━━ Texto para análisis

El dueño y el esclavo

Apropósito del coronavirus, señalaba usted acertadamente, en su última carta, esta posibilidad: que, hagamos lo que hagamos, es posible que nos equivoquemos siempre. Quizás esta conciencia fatalista y algo apocalíptica ha llevado a muchos gobiernos -no al uruguayo, según creo- a atreverse a tomar cualquier medida just in case, pensando que no habrían de pagar costo político alguno. Y así, las sociedades de todo el mundo han consumado lo hasta ahora inimaginable: cerraron sus economías y dejaron sin trabajo a decenas de millones de persona, arbitrando al azar unas vidas por otras. El efecto más visible, extendido y profundo, de estas decisiones, ha sido privar a un gran número, y en gran medida, de su libertad.

━━━━
━━ Información proporcionada

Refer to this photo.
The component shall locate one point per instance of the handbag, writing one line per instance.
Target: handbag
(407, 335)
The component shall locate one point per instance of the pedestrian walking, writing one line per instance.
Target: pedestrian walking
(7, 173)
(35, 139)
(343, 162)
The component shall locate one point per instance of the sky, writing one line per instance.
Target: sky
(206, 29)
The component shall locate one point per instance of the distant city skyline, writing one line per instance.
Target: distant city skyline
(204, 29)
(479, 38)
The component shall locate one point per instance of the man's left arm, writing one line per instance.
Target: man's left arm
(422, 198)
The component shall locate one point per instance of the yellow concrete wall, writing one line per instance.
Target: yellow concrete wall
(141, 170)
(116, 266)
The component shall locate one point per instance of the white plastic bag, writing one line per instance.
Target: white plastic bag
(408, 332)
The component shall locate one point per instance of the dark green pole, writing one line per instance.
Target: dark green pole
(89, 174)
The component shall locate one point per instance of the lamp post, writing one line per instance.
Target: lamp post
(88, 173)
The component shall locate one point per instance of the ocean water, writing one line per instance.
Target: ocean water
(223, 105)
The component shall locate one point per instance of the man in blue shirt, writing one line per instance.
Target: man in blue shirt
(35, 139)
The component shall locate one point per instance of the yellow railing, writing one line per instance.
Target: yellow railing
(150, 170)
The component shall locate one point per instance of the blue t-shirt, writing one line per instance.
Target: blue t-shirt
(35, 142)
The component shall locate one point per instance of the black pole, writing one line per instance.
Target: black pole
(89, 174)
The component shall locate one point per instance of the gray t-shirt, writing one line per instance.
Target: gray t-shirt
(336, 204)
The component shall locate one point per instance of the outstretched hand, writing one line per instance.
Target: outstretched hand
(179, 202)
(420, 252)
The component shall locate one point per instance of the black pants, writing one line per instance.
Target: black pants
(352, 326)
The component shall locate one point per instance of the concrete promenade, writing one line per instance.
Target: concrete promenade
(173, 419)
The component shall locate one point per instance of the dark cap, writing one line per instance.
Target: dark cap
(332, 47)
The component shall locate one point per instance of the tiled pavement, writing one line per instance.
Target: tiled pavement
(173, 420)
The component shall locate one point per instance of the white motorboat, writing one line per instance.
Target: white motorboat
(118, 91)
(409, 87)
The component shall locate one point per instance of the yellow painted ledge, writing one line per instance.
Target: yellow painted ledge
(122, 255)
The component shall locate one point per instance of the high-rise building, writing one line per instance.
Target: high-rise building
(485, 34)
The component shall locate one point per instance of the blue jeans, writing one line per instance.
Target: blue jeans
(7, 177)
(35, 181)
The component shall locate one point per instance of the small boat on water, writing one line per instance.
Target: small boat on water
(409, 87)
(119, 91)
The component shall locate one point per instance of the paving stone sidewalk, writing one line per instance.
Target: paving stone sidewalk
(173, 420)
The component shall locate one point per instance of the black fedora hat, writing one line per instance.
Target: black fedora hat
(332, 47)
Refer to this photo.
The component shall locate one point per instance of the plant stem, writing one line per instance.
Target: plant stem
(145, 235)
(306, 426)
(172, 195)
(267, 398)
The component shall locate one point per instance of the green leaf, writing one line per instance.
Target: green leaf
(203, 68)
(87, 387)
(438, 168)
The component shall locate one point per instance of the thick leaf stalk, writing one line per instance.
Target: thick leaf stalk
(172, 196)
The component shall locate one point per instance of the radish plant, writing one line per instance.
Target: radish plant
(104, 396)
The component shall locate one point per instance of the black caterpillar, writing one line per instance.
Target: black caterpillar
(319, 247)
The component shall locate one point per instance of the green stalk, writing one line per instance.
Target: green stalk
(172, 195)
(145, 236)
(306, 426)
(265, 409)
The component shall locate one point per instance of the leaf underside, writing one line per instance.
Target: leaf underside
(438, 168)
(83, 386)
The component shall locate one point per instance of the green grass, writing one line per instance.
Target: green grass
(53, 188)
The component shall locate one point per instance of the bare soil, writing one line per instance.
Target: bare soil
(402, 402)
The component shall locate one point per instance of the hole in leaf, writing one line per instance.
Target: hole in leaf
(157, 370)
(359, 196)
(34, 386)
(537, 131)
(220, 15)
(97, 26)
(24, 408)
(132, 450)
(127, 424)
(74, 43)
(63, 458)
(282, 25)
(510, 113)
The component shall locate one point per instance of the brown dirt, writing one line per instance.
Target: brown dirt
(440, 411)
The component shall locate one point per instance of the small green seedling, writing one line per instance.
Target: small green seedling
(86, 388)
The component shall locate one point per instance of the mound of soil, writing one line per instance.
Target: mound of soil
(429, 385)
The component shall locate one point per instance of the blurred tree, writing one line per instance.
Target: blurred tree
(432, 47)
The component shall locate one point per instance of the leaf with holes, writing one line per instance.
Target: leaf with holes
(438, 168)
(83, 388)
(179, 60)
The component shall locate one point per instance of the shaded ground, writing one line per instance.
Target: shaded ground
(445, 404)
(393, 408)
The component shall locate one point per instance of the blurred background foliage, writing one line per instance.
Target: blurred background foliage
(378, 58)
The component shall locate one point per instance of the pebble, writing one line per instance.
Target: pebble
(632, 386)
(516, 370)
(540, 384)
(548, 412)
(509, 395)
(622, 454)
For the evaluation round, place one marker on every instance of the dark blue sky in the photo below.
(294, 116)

━━━━

Objetivo de la tarea: Transcribe íntegro el texto para análisis, sin alterar ni una palabra ni un signo. Las entradas no tienen relación con el texto para análisis.

Respuesta al ejercicio:
El dueño y el esclavo

Apropósito del coronavirus, señalaba usted acertadamente, en su última carta, esta posibilidad: que, hagamos lo que hagamos, es posible que nos equivoquemos siempre. Quizás esta conciencia fatalista y algo apocalíptica ha llevado a muchos gobiernos -no al uruguayo, según creo- a atreverse a tomar cualquier medida just in case, pensando que no habrían de pagar costo político alguno. Y así, las sociedades de todo el mundo han consumado lo hasta ahora inimaginable: cerraron sus economías y dejaron sin trabajo a decenas de millones de persona, arbitrando al azar unas vidas por otras. El efecto más visible, extendido y profundo, de estas decisiones, ha sido privar a un gran número, y en gran medida, de su libertad.